What this task involves –
Reproduce every line of the entries below verbatim, leaving out the pictures.

** Begin **

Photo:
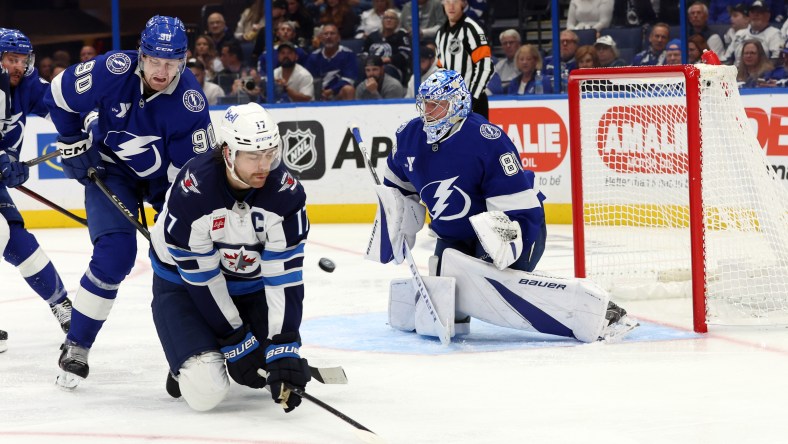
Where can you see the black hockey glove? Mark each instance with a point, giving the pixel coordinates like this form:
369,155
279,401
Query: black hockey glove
284,364
244,358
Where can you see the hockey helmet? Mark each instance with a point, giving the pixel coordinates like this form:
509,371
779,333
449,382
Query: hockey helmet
13,41
445,90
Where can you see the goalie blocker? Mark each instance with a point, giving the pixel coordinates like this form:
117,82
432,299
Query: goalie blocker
567,307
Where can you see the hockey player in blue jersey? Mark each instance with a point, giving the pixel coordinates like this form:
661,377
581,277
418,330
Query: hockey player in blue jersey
23,94
152,118
228,251
490,224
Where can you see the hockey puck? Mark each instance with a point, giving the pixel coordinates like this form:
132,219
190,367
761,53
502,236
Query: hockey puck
326,265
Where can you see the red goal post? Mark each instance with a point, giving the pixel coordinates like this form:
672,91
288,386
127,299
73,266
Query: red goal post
672,195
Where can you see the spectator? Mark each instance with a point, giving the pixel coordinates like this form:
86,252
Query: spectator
339,13
296,12
205,52
86,53
334,65
568,47
213,92
251,22
392,44
633,13
698,15
428,64
673,52
378,84
607,51
506,68
695,47
293,82
431,17
739,20
755,65
372,19
655,53
45,65
462,47
587,57
217,31
589,14
760,30
528,62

** End **

Exercise solution –
Photo:
Where can you see the black hockey glove? Mark each instance with a point, giving the pixel coordinates like this form:
369,155
279,401
Query: black hockey glove
284,364
244,358
Where can you see the hockey helmet? Mark each instance with a point, giving the pixel coordinates like this form:
509,371
779,333
449,382
Query: hockey helmet
13,41
445,90
Where can you see the goalie blocker? Mark each instance with a point, giving the pixel coordinates like this form:
117,82
432,299
Query: goalie blocker
567,307
Where can you see the hockey player in blue jersey? Mark each instance with a point, giving the pixel coordinates like this form:
661,377
581,277
418,330
Query: hockey player in blue jersey
23,94
152,118
228,251
490,224
Where can you see the hockey puck? Mark each instance with a point, giving the pixel coordinates like this form:
132,219
190,367
761,53
502,236
Query: hockey puck
326,265
Where can you see the red goal post? Mark each instance with a point, giving the pixel coordinates like this form:
672,91
288,386
127,299
73,266
Query: red goal post
672,195
Where can you see the spectator? Mark each instance with a point, giving the pixel coordinates like this form:
86,252
Query: spectator
339,13
296,12
205,52
86,53
334,65
568,47
213,92
251,22
392,44
633,13
698,15
428,64
673,52
378,84
607,51
506,68
695,47
293,82
431,17
739,20
755,65
372,19
655,53
45,65
462,47
587,57
217,31
589,14
760,30
528,62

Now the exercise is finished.